**Things to do:**
**A)** Answer these about the Gibson Keb' Mo' thread, one line each:
(i) What model year is the used guitar bought in the first post?
(ii) What neck width does the first post give for it?
(iii) Which guitar did mawmow buy used two years earlier?
**B)** From the Gibson Keb' Mo' thread, quote the part that opens with the words containing "So I was looking" and closes with "(Feb 17, 2006)".
**C)** Extend the Gibson Keb' Mo' thread past its last post.

# NGD Gibson Keb Mo



## Morkolo (Dec 9, 2010)

So I was looking for a D28 again and ended up with this thing, a used 2015 Gibson Keb' Mo' Bluesmaster. After a good scour and a set of new strings I was very surprised by the sound that came out of this little guitar. It seems to excel at any kind of finger style playing and has what I would consider a Steadfastly approved 1 13/16 neck width. Really enjoying it so far and here's the mandatory pictures.

 https://www.flickr.com/photos/[email protected]/

https://www.flickr.com/photos/[email protected]/


----------



## Chito (Feb 17, 2006)

Congrats! That's a nice looking guitar.


----------



## zontar (Oct 25, 2007)

I've played these & I really like them.
Great guitars.
They really suit me.

So cool that you got one.

Enjoy!


----------



## greco (Jul 15, 2007)

Congratulations! 

Beautiful finish and overall proportions.
To me, it looks like it came straight from "the Delta".

ENJOY!


----------



## Swervin55 (Oct 30, 2009)

That is a very unique body shape. Congrats!


----------



## KapnKrunch (Jul 13, 2016)

Nice!


----------



## mawmow (Nov 14, 2017)

Congrats ! 
Tried one some five years ago but was not ready to pay full price for a brand new.
The used L-OOTV I fetched two years ago filled the bluezy gap I was suffering... ;-)


----------



## Morkolo (Dec 9, 2010)

Thanks everyone, I've been enjoying it every night since I bought it.



mawmow said:


> Congrats !
> Tried one some five years ago but was not ready to pay full price for a brand new.
> The used L-OOTV I fetched two years ago filled the bluezy gap I was suffering... ;-)


Thanks, I'm the same way over the prices. I find it hard to justify paying new prices when I can pick up a nice used one and save a couple of thousand like I did here.

**Information given:**
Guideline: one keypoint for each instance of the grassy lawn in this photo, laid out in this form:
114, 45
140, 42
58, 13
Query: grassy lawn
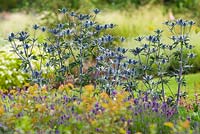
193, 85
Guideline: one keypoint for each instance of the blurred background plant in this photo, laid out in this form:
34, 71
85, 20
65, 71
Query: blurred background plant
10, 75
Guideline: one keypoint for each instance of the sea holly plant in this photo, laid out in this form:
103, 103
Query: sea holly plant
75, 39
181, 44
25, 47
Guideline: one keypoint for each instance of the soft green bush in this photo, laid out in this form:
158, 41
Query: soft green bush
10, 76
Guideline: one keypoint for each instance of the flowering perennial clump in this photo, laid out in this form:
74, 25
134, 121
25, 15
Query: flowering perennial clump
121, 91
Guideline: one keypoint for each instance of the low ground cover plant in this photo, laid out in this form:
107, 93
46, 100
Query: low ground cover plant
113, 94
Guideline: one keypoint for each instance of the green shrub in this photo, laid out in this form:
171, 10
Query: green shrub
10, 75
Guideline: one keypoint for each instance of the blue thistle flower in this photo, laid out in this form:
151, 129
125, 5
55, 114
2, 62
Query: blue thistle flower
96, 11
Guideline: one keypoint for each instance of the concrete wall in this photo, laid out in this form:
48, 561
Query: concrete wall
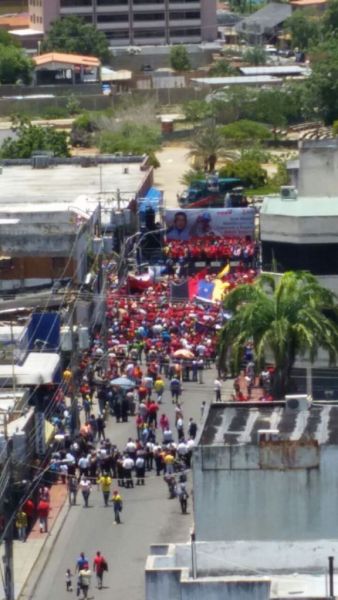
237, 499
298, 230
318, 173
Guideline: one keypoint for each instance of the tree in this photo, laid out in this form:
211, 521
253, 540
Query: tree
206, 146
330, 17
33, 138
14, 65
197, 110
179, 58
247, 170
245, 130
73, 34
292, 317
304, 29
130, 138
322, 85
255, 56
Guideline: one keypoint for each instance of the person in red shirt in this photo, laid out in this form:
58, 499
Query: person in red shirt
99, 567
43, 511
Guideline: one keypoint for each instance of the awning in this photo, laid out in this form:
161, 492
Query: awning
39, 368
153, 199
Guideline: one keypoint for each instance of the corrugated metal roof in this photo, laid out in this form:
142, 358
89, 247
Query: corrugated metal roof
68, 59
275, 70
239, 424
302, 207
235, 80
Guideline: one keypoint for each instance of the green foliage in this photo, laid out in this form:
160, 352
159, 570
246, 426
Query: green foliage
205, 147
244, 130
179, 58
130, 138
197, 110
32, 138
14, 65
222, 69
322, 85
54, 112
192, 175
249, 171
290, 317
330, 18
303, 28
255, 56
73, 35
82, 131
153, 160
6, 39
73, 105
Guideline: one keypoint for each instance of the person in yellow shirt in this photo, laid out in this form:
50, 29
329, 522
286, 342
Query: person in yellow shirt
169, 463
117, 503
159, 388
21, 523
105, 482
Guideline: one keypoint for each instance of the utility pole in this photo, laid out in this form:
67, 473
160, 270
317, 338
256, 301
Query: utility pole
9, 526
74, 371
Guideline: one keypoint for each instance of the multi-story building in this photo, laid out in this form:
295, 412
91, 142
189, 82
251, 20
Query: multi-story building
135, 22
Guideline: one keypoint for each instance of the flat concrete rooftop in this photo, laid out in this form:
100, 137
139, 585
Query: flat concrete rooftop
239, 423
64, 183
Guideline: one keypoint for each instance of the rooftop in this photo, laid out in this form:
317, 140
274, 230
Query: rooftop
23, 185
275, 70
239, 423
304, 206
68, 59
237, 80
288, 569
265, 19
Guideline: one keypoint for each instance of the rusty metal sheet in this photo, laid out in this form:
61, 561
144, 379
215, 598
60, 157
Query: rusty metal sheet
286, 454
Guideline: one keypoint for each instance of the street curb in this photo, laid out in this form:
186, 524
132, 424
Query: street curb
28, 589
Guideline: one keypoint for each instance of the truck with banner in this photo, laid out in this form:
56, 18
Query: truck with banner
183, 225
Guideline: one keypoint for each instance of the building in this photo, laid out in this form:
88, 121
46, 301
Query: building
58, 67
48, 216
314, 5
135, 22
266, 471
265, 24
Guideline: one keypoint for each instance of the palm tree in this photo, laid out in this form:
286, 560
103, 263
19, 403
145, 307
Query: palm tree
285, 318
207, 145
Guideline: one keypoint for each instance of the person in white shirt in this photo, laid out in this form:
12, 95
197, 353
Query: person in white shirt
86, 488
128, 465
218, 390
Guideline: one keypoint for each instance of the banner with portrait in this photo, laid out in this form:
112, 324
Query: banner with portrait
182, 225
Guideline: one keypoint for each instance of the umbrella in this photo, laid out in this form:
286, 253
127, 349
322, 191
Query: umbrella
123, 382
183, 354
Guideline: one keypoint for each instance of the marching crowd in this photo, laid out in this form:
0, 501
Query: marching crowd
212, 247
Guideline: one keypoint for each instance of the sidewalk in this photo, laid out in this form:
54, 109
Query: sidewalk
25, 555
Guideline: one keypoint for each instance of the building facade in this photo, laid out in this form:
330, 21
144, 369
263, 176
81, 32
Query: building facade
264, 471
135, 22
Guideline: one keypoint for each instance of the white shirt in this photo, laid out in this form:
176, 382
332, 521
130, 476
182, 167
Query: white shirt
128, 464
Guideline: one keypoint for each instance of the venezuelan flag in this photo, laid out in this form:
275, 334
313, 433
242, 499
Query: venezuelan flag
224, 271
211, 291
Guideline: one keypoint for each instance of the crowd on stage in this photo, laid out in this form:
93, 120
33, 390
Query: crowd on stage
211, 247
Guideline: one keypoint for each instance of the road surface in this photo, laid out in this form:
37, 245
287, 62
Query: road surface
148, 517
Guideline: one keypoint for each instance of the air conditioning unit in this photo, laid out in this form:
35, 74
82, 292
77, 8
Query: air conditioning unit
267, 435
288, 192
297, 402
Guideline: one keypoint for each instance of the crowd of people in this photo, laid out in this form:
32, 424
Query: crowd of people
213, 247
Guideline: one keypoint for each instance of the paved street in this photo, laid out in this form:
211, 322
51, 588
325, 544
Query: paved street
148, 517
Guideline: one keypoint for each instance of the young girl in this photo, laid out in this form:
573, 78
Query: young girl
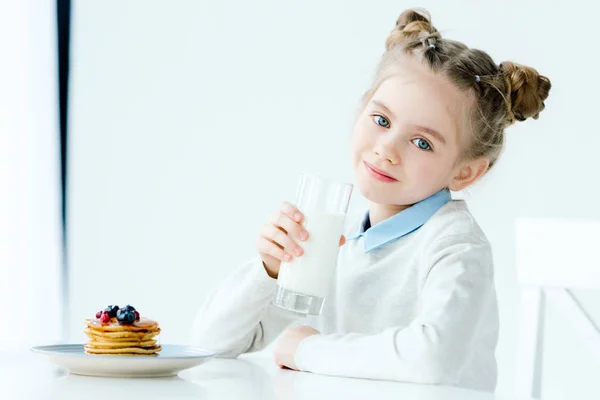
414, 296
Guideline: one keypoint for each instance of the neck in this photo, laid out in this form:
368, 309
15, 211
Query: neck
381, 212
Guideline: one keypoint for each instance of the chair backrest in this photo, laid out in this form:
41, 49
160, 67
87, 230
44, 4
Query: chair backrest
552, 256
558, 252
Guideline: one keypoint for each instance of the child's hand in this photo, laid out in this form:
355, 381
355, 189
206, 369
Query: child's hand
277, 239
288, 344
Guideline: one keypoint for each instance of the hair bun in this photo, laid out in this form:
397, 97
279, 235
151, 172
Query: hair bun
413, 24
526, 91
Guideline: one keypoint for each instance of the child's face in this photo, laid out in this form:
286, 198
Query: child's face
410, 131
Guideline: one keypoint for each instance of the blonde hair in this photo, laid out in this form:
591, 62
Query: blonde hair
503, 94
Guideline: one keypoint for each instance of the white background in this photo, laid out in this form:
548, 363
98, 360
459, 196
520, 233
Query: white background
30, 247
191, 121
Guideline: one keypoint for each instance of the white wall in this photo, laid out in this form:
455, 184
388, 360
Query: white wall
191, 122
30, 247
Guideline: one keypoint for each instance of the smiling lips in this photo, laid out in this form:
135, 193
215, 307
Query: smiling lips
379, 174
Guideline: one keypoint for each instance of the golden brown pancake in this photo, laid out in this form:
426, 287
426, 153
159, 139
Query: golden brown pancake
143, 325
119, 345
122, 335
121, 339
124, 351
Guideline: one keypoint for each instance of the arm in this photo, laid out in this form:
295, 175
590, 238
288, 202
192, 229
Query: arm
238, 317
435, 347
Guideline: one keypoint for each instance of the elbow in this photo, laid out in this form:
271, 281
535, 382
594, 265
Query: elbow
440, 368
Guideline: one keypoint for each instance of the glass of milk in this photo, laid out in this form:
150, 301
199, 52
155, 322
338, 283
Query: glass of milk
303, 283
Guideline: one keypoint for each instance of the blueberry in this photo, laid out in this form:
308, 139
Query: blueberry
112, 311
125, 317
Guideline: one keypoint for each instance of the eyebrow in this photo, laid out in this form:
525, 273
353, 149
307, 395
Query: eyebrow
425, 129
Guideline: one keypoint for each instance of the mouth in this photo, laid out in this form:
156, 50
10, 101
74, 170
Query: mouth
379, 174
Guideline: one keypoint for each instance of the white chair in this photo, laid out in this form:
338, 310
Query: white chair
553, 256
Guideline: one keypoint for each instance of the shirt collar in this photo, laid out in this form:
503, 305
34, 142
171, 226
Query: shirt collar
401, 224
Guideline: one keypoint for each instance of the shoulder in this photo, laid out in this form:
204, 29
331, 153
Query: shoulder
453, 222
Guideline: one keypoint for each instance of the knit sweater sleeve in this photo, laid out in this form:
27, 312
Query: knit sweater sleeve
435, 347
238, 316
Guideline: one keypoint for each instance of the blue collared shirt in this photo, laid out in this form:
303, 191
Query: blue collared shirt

**Answers for the exercise:**
**A)**
(i) 2015
(ii) 1 13/16
(iii) An L-OOTV

**B)**
So I was looking for a D28 again and ended up with this thing, a used 2015 Gibson Keb' Mo' Bluesmaster. After a good scour and a set of new strings I was very surprised by the sound that came out of this little guitar. It seems to excel at any kind of finger style playing and has what I would consider a Steadfastly approved 1 13/16 neck width. Really enjoying it so far and here's the mandatory pictures.

 https://www.flickr.com/photos/[email protected]/

https://www.flickr.com/photos/[email protected]/


----------



## Chito (Feb 17, 2006)

**C)**
----------



## jdto (Sep 30, 2015)

Swervin55 said:


> That is a very unique body shape. Congrats!


A cool body shape, but not really a unique one. There are several guitars made in the L-00 shape, this being one of the cooler ones. 

@Morkolo congrats on a sweeeeet guitar!


----------



## Morkolo (Dec 9, 2010)

jdto said:


> A cool body shape, but not really a unique one. There are several guitars made in the L-00 shape, this being one of the cooler ones.
> 
> @Morkolo congrats on a sweeeeet guitar!


Thanks, I have to admit a shape I didn't really like until now. I tried a few L-00 standards and they were never my thing, but this one scratches an itch I didn't even know I had.


----------



## jdto (Sep 30, 2015)

Morkolo said:


> Thanks, I have to admit a shape I didn't really like until now. I tried a few L-00 standards and they were never my thing, but this one scratches an itch I didn't even know I had.


The Standard is 14 frets, vs. the 12 on the Keb Mo, which puts the bridge lower into the "sweet spot", as they call it. I think it definitely makes a difference to the sound. When I bought my steel resonator, I tried the 14 and 12 fret versions of the same model and definitely preferred the sounds of the 12 fret (sitting in a little room full of other guitars at the 12th Fret, so the whole room was sort of resonating LOL). Also, the Keb Mo has a wider nut, which would be nice for a fingerstyle player. I've played a few Keb Mo models and they are definitely sweet little guitars. I ended up getting a 13 fret Halcyon NL-00, which is the L-00 but deeper and a compromise between 12 and 14 fret. An interesting and unique design, for sure.


----------



## Chitmo (Sep 2, 2013)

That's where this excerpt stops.